= Beginning of Section =

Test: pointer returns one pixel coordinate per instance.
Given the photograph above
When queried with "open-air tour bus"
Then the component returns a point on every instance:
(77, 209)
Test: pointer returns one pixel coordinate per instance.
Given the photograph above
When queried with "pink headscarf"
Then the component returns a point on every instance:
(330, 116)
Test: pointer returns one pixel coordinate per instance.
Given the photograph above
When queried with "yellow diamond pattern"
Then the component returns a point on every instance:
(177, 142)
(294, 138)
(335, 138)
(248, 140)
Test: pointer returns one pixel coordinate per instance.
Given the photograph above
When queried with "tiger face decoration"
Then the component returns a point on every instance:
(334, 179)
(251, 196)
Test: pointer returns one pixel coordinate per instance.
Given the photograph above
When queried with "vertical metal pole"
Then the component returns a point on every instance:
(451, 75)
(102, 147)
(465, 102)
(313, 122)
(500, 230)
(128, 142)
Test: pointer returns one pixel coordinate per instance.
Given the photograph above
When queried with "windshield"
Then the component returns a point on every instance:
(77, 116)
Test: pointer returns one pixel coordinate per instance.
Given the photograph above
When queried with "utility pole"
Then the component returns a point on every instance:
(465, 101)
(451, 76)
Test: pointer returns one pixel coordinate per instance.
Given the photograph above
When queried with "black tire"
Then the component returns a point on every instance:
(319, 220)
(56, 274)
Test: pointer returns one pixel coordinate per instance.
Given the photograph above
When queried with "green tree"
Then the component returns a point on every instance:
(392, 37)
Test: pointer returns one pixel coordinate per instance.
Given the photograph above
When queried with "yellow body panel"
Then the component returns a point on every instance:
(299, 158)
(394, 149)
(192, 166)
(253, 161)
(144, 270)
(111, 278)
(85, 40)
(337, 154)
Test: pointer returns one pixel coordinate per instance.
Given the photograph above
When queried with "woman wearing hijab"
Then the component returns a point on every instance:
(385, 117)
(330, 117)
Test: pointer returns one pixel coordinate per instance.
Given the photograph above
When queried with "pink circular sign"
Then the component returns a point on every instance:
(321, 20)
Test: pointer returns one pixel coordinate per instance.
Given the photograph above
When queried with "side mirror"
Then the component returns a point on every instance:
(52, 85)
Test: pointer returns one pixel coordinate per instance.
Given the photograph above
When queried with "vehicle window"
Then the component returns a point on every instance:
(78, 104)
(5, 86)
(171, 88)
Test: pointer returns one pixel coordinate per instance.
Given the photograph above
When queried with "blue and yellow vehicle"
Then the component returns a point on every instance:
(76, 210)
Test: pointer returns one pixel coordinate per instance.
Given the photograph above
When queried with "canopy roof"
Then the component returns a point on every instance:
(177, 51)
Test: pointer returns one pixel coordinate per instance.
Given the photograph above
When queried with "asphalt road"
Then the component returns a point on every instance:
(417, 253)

= End of Section =
= Beginning of Section =

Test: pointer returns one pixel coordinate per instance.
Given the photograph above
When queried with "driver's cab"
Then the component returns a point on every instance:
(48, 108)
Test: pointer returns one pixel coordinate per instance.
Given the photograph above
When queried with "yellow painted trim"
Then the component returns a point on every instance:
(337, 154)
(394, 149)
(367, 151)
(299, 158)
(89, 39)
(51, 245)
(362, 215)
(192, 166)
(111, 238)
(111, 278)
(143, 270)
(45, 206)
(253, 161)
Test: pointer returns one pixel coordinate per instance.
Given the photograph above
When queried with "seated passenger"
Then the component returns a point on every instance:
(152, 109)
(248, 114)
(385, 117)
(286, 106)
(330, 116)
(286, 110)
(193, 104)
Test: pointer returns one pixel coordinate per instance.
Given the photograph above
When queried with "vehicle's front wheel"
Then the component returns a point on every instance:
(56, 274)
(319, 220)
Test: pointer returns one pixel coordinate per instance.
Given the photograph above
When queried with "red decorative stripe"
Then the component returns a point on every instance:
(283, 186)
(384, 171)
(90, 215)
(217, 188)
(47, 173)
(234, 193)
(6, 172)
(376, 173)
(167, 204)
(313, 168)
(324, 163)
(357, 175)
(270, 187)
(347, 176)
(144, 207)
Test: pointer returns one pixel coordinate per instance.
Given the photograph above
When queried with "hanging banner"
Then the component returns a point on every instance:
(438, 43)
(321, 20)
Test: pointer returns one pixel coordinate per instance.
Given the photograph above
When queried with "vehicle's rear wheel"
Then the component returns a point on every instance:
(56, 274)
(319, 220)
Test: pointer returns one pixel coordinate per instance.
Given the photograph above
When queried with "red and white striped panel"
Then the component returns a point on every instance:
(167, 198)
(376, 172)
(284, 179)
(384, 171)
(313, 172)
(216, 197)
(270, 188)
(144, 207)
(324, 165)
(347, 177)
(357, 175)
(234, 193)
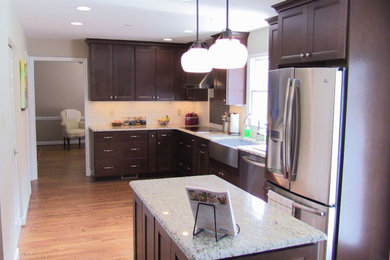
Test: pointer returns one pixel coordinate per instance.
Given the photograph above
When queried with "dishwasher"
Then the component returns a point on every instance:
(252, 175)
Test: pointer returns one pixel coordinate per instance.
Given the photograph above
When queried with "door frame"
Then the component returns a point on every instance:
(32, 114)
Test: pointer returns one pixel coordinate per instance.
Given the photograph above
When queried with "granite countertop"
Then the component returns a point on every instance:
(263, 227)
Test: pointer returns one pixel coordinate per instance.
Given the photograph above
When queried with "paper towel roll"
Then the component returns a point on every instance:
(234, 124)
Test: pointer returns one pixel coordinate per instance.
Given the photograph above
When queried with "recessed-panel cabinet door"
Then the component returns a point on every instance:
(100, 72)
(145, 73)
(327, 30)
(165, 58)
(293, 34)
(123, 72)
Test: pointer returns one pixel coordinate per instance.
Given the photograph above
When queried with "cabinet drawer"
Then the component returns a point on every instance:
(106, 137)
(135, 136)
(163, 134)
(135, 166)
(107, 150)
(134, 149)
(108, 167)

= End of Section =

> _PROBLEM DETAILS_:
Search the records above for the string "vehicle". Report each line that has it.

> _TASK RESULT_:
When queried with "vehicle window"
When queried with "blue and yellow vehicle"
When queried with "vehicle's front wheel"
When queried with "vehicle's rear wheel"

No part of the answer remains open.